**What is required**: Count how many lines in the items below contain the string "tree", and reply with that number alone.

**Input data**:
----------------
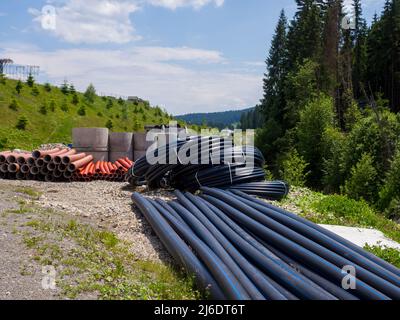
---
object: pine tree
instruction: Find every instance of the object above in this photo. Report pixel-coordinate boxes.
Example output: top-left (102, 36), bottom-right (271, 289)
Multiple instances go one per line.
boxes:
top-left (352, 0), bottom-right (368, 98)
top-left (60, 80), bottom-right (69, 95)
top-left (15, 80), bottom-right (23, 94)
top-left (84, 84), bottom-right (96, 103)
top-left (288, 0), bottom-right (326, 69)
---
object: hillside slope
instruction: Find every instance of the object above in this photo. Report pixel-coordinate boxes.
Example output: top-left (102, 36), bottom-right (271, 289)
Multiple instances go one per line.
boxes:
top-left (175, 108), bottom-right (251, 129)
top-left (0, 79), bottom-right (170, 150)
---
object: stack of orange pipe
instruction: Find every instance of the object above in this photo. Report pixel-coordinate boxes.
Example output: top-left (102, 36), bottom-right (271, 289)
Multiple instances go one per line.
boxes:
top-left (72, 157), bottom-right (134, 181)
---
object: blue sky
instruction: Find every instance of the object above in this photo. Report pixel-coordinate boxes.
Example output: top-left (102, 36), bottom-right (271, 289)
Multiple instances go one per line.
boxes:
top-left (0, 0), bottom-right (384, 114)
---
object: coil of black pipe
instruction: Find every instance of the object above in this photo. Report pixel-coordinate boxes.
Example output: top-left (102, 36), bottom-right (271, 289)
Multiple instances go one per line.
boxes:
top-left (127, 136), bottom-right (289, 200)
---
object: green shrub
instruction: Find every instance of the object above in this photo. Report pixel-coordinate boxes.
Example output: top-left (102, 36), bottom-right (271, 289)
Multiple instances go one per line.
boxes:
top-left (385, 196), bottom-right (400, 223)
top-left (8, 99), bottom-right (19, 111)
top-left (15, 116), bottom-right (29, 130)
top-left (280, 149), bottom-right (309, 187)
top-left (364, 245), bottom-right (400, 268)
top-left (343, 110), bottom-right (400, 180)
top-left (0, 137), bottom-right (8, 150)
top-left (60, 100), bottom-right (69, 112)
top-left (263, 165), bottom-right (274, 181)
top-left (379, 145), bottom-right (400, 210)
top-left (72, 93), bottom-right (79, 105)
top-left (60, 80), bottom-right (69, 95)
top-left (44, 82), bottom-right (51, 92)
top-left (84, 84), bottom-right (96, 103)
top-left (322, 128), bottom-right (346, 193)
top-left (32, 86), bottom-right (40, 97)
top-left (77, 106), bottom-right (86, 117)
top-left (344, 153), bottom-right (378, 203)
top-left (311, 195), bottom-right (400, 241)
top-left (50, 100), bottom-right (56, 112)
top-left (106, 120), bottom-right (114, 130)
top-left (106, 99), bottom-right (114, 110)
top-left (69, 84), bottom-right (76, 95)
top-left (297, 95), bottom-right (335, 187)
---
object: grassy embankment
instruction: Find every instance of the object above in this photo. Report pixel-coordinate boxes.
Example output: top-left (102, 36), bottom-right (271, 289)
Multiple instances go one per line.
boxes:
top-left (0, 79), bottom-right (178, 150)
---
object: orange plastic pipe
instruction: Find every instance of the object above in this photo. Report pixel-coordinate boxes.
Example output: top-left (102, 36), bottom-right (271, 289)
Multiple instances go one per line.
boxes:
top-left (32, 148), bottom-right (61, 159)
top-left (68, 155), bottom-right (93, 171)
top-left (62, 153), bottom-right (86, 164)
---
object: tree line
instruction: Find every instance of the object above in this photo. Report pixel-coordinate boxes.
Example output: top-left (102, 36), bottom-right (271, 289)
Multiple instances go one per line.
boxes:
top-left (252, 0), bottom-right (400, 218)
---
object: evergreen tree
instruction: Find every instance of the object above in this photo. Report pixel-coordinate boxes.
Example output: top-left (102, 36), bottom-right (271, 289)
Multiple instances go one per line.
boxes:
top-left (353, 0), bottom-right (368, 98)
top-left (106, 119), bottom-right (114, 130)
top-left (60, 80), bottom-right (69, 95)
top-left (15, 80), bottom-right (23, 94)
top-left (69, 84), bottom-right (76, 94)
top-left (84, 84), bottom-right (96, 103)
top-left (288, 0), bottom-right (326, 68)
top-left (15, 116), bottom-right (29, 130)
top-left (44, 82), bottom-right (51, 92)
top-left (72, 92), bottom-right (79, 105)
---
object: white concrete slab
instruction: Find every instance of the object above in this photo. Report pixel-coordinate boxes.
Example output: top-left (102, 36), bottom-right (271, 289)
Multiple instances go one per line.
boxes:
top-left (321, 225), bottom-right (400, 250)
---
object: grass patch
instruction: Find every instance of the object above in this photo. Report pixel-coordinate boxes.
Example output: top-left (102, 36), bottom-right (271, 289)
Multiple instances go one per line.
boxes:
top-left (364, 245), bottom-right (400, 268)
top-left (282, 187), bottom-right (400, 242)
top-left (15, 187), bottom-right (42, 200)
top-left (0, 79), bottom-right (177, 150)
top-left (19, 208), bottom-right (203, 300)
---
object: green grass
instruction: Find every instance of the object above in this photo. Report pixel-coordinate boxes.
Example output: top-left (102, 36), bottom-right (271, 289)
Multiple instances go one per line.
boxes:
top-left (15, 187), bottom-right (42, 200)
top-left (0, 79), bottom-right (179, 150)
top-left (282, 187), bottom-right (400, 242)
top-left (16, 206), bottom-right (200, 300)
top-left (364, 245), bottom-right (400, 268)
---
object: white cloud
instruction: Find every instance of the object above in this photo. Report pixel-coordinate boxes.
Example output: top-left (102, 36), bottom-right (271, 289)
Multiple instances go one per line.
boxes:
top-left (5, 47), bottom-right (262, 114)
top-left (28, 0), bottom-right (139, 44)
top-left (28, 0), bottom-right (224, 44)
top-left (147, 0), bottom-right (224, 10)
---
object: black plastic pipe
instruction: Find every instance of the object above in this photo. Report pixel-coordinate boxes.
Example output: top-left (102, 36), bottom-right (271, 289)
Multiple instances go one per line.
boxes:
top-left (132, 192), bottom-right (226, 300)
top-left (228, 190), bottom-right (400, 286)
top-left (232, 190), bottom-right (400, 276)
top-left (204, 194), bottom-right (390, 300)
----------------
**Result of this exercise**: 3